STATED GOAL>
State how many lines in the material below contain the word "ribbon". Reply with the number alone.

RECORDS FOR PROCESSING>
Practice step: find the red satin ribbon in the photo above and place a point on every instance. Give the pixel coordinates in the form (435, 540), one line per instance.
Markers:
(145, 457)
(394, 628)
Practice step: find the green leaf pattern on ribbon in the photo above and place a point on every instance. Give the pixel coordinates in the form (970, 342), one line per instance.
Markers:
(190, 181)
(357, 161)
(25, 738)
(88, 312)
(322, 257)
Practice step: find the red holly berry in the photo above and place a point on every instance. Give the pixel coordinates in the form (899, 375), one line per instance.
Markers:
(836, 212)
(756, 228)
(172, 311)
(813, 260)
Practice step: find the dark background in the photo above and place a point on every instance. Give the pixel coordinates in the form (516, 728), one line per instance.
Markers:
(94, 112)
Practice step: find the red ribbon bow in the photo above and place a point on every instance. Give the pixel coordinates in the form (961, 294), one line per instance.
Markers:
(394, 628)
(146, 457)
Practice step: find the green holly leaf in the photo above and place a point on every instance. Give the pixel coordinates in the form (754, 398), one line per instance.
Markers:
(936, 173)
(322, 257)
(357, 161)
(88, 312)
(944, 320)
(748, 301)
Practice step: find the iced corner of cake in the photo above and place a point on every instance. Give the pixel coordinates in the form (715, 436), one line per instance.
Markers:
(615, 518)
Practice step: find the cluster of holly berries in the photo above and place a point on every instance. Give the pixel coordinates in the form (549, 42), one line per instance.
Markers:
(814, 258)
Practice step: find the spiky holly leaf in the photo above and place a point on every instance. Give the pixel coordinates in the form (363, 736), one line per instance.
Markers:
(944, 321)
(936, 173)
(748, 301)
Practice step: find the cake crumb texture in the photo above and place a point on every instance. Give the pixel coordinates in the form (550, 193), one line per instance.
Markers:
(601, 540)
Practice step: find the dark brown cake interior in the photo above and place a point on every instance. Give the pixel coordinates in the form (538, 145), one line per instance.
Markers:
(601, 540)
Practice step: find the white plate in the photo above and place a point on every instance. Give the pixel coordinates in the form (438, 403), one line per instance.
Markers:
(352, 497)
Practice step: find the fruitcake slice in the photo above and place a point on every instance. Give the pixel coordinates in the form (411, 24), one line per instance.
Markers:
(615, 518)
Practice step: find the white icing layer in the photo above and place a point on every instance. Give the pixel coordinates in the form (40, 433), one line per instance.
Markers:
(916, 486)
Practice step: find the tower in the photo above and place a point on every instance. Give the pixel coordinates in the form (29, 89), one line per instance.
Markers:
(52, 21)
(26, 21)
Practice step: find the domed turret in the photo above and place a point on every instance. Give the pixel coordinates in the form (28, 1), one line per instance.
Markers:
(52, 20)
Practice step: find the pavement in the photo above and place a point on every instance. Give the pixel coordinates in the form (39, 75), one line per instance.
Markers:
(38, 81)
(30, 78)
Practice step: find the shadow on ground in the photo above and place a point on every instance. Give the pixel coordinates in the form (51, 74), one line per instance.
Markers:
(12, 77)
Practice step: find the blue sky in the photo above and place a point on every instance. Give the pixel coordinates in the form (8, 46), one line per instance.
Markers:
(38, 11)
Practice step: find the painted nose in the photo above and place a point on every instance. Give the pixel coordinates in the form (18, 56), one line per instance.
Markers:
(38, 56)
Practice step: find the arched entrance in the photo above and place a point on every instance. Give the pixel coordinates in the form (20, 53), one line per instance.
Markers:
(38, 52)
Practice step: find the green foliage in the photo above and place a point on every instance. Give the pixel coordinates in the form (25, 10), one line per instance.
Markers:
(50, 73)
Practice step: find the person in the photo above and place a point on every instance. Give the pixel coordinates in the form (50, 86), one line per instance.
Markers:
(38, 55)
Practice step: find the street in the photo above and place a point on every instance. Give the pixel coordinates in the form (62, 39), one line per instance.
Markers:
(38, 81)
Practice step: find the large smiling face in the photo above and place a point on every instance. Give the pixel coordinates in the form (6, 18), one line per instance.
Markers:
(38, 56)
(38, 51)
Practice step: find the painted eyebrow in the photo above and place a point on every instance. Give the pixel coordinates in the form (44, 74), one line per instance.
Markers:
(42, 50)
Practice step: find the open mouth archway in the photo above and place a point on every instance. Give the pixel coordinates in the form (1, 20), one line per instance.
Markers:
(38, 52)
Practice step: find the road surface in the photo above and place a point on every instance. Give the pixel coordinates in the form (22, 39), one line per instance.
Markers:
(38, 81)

---

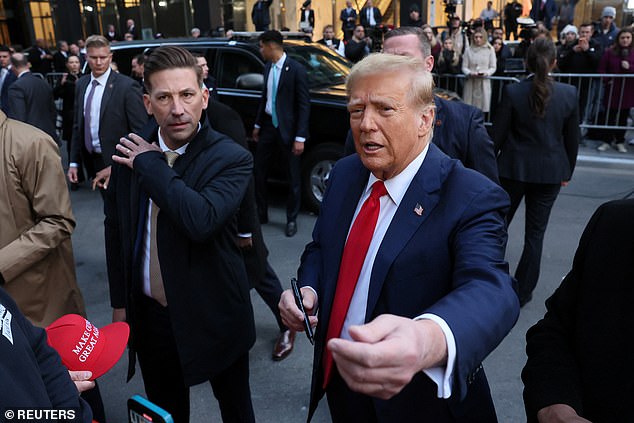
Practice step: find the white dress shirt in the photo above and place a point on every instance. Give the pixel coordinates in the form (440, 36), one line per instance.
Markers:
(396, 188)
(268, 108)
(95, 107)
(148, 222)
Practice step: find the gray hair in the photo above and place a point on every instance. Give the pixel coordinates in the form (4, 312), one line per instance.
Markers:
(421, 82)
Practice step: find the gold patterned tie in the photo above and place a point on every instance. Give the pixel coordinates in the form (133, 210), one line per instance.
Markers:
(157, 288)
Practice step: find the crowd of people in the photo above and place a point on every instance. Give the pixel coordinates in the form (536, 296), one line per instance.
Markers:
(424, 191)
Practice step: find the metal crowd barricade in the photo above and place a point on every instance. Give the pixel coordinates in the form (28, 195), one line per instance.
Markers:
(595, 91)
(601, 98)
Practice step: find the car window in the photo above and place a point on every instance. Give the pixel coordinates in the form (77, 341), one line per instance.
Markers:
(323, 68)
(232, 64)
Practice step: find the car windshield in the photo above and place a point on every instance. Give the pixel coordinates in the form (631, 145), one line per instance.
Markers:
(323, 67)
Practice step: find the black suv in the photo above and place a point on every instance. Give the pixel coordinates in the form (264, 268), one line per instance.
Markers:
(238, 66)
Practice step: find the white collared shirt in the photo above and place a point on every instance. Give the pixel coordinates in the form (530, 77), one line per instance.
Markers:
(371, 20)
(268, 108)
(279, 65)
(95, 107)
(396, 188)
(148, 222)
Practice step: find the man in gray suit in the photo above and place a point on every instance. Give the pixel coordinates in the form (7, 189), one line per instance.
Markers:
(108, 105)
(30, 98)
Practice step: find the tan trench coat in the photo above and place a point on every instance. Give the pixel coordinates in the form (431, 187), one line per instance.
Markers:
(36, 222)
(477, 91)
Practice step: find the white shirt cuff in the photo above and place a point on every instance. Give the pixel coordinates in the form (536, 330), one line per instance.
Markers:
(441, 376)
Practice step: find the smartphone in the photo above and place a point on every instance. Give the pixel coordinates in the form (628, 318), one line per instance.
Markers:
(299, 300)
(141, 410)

OUTPUT BELOW>
3